I told her then about a strange dream I’d had a few months before the election. It was 1998 again. I was in college. The Clintons were back on the near side of middle age, going about their business of running the country when the Lewinsky scandal broke. In my dream, it was not Bill who held a press conference, but Hillary, supportive husband at her side. She appeared calm and presidential before the cameras and reporters. She appeared utterly unfazed. “Thank you for your concern about our marriage, America,” she says into the camera. “But Bill and I have a very strong relationship, and we fuck who we want.”
“Would have been fun,” my friend says. “What do you think would have happened?”
I tell her the truth. “I think we would have burned her at the stake.”
As resistant as we are to reimagining a woman’s “natural” attitude toward monogamy, or what she’s supposed to be once she’s through giving all of herself to husband and children, there seem to be at least some signs of the culture pushing back. This occurred to me shortly after Dederer and I began to talk, when over the course of a few days I found myself binge-watching the HBO series Big Little Lies, one of at least four new series (The Affair, Gypsy, Divorce) that focus on the erotic yearnings and exploits of middle-aged mothers.
What all these shows share is a willingness to take for granted that a mature woman’s love life might be every bit as sensuous, tawdry, complicated, and overflowing as that of any woman in her 20s. None of the shows spend any time setting up this proposition. This is particularly the case in Big Little Lies, lauded for its gripping and nuanced depiction of domestic violence and female solidarity, but which I found equally groundbreaking in its unapologetic depiction of a high-strung, sexually restless housewife (played by Reese Witherspoon) whose doting and devoted husband is unable to stymie her messy and unseemly desire. It’s a depiction of female infidelity we seldom see, a depiction where the infidelity itself is incidental, a plot point rather than grounds for matrimonial reckoning or moral judgement.
Or I think of the reception given to Brigitte Macron, certainly more celebratory and less mocking than it would have been at any other moment in recent history.
Or I think of Susan Bordo’s new book, The Destruction of Hillary Clinton, which seems to me the first honest reckoning with the distinct and particular brand of age-based misogyny to which she was a victim: “She was accused of having extraordinary powers that ‘enabled’ her husband’s infidelity … She even had her own ‘familiar’ — her husband — with whom she frequently merged, shape-shifting into a slithery, elusive man-woman called ‘The Clintons,’ … [she] became a living Rorschach test of people’s nightmare images of female power.”

#####

● WHAT THIS EXERCISE ASKS
• a. In the passage on women's desire and monogamy, reproduce the part starting with "What all these" and going on through "or moral judgement.", substituting "revolutionary" for "groundbreaking".
• b. Write the next part of the passage on women's desire and monogamy, picking up after its final sentence.
The records have no connection to the passage on women's desire and monogamy.

#####

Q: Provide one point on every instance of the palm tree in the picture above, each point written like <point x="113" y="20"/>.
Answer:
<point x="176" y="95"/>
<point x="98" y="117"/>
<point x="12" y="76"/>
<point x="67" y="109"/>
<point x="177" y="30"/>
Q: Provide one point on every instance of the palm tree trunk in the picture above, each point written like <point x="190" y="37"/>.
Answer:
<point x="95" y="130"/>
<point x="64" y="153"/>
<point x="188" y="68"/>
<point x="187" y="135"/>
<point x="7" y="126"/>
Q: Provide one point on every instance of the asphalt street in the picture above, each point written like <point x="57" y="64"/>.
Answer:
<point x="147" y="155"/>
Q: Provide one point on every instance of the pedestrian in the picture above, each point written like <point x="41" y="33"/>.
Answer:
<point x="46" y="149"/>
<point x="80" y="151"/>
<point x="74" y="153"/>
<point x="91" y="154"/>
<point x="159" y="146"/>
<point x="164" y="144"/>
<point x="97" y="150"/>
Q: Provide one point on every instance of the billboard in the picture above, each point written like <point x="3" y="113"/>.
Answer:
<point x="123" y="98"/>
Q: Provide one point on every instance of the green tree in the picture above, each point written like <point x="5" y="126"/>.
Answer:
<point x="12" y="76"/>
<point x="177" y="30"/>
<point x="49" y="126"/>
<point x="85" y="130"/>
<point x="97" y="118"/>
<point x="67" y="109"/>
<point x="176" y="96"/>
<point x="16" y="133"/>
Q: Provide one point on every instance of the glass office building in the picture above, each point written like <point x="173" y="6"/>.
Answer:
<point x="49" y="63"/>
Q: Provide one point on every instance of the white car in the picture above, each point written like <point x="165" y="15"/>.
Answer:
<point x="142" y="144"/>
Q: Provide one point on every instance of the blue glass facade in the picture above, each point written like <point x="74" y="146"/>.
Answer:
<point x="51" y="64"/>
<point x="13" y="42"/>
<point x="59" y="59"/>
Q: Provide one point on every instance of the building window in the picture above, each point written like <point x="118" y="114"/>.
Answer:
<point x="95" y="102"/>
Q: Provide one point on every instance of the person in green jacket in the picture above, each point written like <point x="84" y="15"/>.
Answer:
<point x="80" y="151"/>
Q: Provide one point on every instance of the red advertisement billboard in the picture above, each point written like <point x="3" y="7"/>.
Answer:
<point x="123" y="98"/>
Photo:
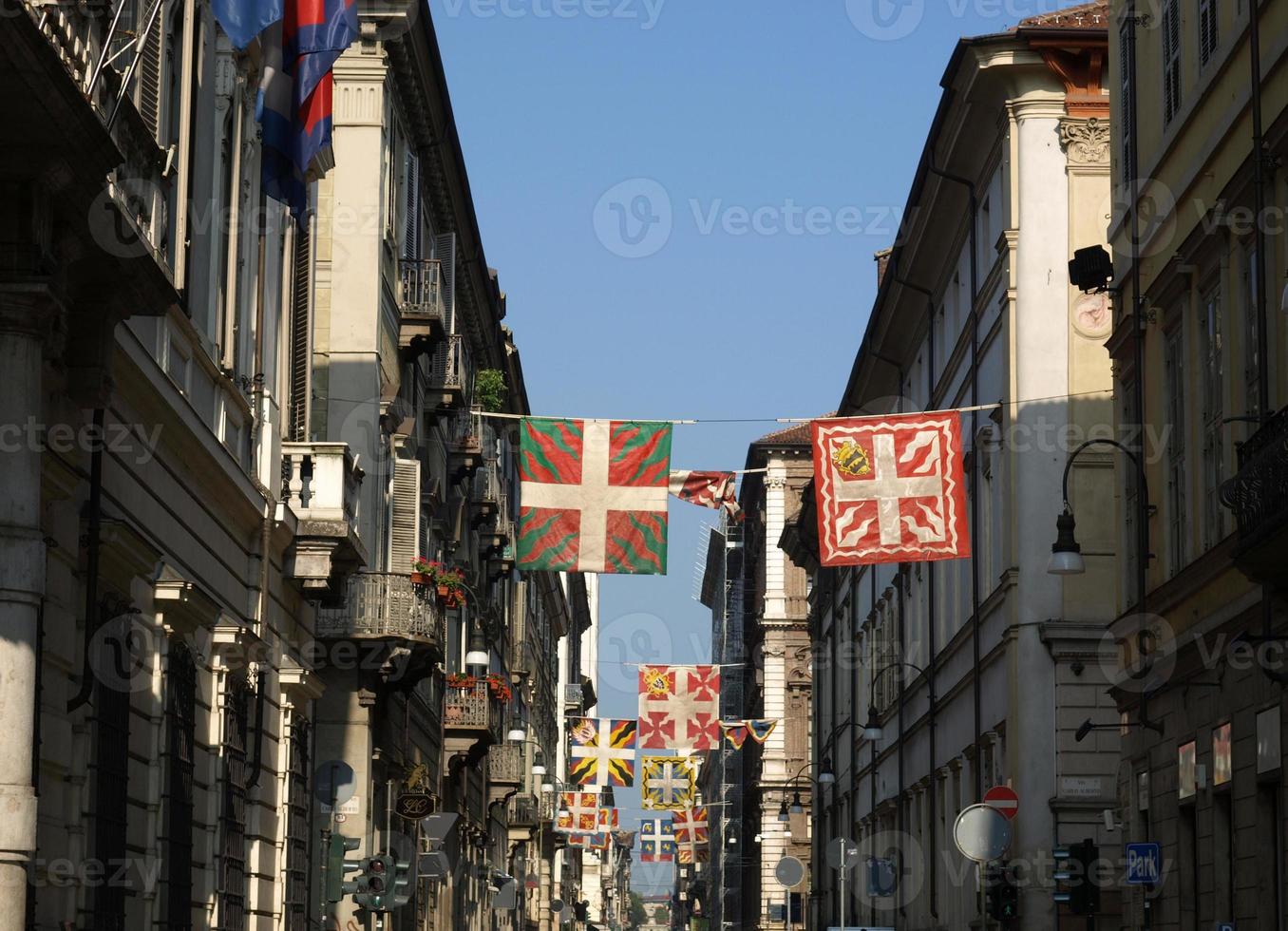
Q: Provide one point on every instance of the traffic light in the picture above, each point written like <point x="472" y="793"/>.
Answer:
<point x="1074" y="877"/>
<point x="375" y="884"/>
<point x="404" y="883"/>
<point x="1085" y="894"/>
<point x="1004" y="893"/>
<point x="337" y="865"/>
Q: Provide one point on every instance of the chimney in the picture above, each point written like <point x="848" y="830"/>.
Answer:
<point x="882" y="259"/>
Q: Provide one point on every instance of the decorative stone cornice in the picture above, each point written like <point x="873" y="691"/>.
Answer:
<point x="1085" y="142"/>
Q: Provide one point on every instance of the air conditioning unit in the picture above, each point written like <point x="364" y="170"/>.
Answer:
<point x="574" y="694"/>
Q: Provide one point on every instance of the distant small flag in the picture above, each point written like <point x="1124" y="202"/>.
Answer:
<point x="708" y="489"/>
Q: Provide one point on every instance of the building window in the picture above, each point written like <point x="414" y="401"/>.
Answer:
<point x="299" y="826"/>
<point x="1178" y="504"/>
<point x="1252" y="365"/>
<point x="111" y="785"/>
<point x="181" y="742"/>
<point x="1171" y="33"/>
<point x="1126" y="50"/>
<point x="232" y="817"/>
<point x="1207" y="31"/>
<point x="1214" y="415"/>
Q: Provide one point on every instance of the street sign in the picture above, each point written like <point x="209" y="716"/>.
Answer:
<point x="1005" y="800"/>
<point x="981" y="833"/>
<point x="789" y="872"/>
<point x="1144" y="864"/>
<point x="843" y="852"/>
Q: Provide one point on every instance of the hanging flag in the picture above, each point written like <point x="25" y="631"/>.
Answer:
<point x="679" y="707"/>
<point x="657" y="841"/>
<point x="295" y="95"/>
<point x="593" y="495"/>
<point x="603" y="750"/>
<point x="709" y="489"/>
<point x="670" y="782"/>
<point x="691" y="826"/>
<point x="243" y="20"/>
<point x="578" y="811"/>
<point x="735" y="732"/>
<point x="890" y="489"/>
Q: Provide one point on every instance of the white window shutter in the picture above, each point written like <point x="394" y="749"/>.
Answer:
<point x="405" y="515"/>
<point x="445" y="250"/>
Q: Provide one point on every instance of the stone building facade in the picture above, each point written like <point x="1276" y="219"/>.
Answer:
<point x="242" y="431"/>
<point x="979" y="671"/>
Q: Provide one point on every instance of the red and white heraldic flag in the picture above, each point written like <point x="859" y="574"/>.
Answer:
<point x="890" y="489"/>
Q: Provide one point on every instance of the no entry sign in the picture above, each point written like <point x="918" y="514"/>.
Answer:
<point x="1005" y="800"/>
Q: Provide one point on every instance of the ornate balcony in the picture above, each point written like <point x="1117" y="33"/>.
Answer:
<point x="448" y="375"/>
<point x="386" y="605"/>
<point x="505" y="765"/>
<point x="466" y="446"/>
<point x="1259" y="497"/>
<point x="422" y="314"/>
<point x="471" y="723"/>
<point x="321" y="483"/>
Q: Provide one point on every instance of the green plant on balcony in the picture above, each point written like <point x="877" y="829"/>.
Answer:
<point x="500" y="688"/>
<point x="489" y="390"/>
<point x="447" y="580"/>
<point x="463" y="681"/>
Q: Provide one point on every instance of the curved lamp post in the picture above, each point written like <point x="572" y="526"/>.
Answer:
<point x="1067" y="560"/>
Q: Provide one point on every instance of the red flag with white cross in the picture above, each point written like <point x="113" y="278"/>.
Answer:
<point x="890" y="488"/>
<point x="593" y="495"/>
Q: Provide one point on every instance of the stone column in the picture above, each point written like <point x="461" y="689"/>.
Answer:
<point x="22" y="583"/>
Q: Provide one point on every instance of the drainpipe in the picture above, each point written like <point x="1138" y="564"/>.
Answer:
<point x="976" y="771"/>
<point x="22" y="583"/>
<point x="932" y="703"/>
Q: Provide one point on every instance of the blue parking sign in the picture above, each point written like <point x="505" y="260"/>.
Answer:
<point x="1144" y="864"/>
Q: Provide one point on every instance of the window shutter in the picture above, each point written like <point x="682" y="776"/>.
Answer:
<point x="445" y="250"/>
<point x="405" y="519"/>
<point x="1125" y="90"/>
<point x="301" y="294"/>
<point x="411" y="219"/>
<point x="149" y="67"/>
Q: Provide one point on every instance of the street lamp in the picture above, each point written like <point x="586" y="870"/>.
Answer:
<point x="872" y="729"/>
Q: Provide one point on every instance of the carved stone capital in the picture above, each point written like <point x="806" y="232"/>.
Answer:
<point x="1085" y="142"/>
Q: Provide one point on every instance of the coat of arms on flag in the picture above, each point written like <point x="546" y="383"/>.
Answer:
<point x="670" y="782"/>
<point x="603" y="750"/>
<point x="738" y="732"/>
<point x="657" y="841"/>
<point x="691" y="839"/>
<point x="709" y="489"/>
<point x="679" y="707"/>
<point x="578" y="812"/>
<point x="890" y="489"/>
<point x="593" y="495"/>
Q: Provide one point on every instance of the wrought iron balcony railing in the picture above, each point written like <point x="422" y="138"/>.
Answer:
<point x="473" y="709"/>
<point x="384" y="604"/>
<point x="1258" y="495"/>
<point x="420" y="289"/>
<point x="321" y="481"/>
<point x="505" y="764"/>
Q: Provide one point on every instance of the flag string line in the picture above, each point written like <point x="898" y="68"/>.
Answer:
<point x="691" y="421"/>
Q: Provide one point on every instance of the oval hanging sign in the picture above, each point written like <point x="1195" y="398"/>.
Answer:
<point x="413" y="805"/>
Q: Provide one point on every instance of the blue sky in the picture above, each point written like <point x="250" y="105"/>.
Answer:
<point x="683" y="201"/>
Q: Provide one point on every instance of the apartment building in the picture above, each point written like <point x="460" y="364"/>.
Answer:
<point x="938" y="680"/>
<point x="239" y="433"/>
<point x="1198" y="341"/>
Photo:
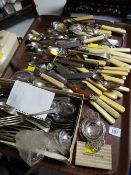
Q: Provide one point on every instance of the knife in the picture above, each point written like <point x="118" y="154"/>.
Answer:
<point x="100" y="105"/>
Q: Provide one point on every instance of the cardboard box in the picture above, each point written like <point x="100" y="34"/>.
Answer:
<point x="79" y="102"/>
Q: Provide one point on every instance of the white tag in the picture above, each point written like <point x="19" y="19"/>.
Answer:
<point x="115" y="131"/>
<point x="29" y="99"/>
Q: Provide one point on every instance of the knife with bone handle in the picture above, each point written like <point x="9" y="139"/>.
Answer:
<point x="97" y="100"/>
<point x="125" y="60"/>
<point x="107" y="100"/>
<point x="71" y="75"/>
<point x="87" y="63"/>
<point x="123" y="69"/>
<point x="90" y="62"/>
<point x="112" y="95"/>
<point x="114" y="53"/>
<point x="107" y="84"/>
<point x="93" y="39"/>
<point x="71" y="63"/>
<point x="113" y="79"/>
<point x="101" y="55"/>
<point x="79" y="19"/>
<point x="107" y="49"/>
<point x="119" y="94"/>
<point x="113" y="29"/>
<point x="122" y="89"/>
<point x="118" y="63"/>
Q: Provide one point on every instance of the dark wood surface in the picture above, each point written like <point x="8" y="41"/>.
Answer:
<point x="27" y="6"/>
<point x="120" y="146"/>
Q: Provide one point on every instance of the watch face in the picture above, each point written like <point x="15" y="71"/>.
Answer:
<point x="23" y="75"/>
<point x="9" y="8"/>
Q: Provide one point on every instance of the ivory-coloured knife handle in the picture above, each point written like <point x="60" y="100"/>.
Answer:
<point x="98" y="85"/>
<point x="112" y="103"/>
<point x="82" y="69"/>
<point x="127" y="50"/>
<point x="113" y="79"/>
<point x="123" y="69"/>
<point x="123" y="89"/>
<point x="125" y="60"/>
<point x="104" y="31"/>
<point x="110" y="94"/>
<point x="109" y="109"/>
<point x="114" y="72"/>
<point x="107" y="116"/>
<point x="81" y="18"/>
<point x="114" y="29"/>
<point x="119" y="63"/>
<point x="91" y="40"/>
<point x="93" y="88"/>
<point x="119" y="54"/>
<point x="119" y="94"/>
<point x="101" y="62"/>
<point x="52" y="81"/>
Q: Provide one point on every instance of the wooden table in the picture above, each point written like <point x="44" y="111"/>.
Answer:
<point x="120" y="146"/>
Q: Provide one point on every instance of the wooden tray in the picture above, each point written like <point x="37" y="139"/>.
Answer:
<point x="120" y="146"/>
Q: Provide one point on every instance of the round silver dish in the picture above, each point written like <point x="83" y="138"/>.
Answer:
<point x="93" y="130"/>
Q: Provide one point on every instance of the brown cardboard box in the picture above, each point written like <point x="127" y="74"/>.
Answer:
<point x="79" y="102"/>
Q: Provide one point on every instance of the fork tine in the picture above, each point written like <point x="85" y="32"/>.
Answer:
<point x="11" y="120"/>
<point x="13" y="123"/>
<point x="10" y="117"/>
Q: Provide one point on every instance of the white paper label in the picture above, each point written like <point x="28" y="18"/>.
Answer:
<point x="115" y="131"/>
<point x="29" y="99"/>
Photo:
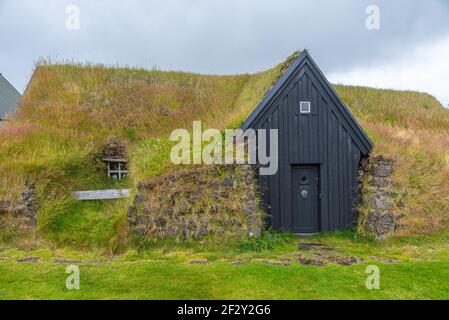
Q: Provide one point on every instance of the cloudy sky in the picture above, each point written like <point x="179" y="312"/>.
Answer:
<point x="409" y="50"/>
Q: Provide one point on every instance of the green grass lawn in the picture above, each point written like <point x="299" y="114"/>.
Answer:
<point x="422" y="272"/>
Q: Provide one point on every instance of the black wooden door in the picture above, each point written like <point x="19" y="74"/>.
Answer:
<point x="305" y="199"/>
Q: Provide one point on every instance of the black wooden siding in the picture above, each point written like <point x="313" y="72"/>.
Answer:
<point x="326" y="137"/>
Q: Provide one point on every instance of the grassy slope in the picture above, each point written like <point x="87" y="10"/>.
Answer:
<point x="166" y="274"/>
<point x="69" y="110"/>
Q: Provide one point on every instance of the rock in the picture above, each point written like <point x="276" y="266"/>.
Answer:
<point x="380" y="223"/>
<point x="63" y="261"/>
<point x="382" y="203"/>
<point x="383" y="170"/>
<point x="347" y="261"/>
<point x="198" y="202"/>
<point x="29" y="259"/>
<point x="199" y="261"/>
<point x="311" y="261"/>
<point x="100" y="262"/>
<point x="238" y="263"/>
<point x="307" y="246"/>
<point x="228" y="182"/>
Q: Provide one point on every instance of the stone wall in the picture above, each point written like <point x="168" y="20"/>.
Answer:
<point x="198" y="203"/>
<point x="379" y="212"/>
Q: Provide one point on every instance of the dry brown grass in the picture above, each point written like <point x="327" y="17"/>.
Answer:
<point x="69" y="110"/>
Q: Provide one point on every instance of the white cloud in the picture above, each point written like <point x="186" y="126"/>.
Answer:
<point x="425" y="68"/>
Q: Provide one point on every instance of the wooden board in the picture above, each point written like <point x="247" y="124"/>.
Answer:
<point x="101" y="194"/>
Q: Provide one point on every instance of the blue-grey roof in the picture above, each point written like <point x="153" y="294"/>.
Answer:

#####

● TASK-BY-TASK ANSWERS
• a.
What all these shows share is a willingness to take for granted that a mature woman’s love life might be every bit as sensuous, tawdry, complicated, and overflowing as that of any woman in her 20s. None of the shows spend any time setting up this proposition. This is particularly the case in Big Little Lies, lauded for its gripping and nuanced depiction of domestic violence and female solidarity, but which I found equally revolutionary in its unapologetic depiction of a high-strung, sexually restless housewife (played by Reese Witherspoon) whose doting and devoted husband is unable to stymie her messy and unseemly desire. It’s a depiction of female infidelity we seldom see, a depiction where the infidelity itself is incidental, a plot point rather than grounds for matrimonial reckoning or moral judgement.

• b.
In our last conversation, I asked Dederer if she thought this new willingness to confront our fears of midlife female power (sexual or political), or to represent the lively erotic lives of older and sometimes married women without mockery or judgement, might suggest the presence of a larger cultural shift on the horizon. Is it possible we might be nearing a moment when married women and mothers can partake in some of the freedom and inventiveness and boundary-breaking younger, single women now enjoy?
“God, I hope so,” she said, though both of us were far from certain. I told her how it seems to me that women’s sexual liberation exists on a spectrum. If one end resides in The Handmaid’s Tale’s dystopia where women are nothing more than walking wombs, and the other end resides in, oh, I don’t know … Sweden, then American women must be more or less in the middle, with no one too sure of which way we’re headed, but with younger, unmarried, child-free women leading the way.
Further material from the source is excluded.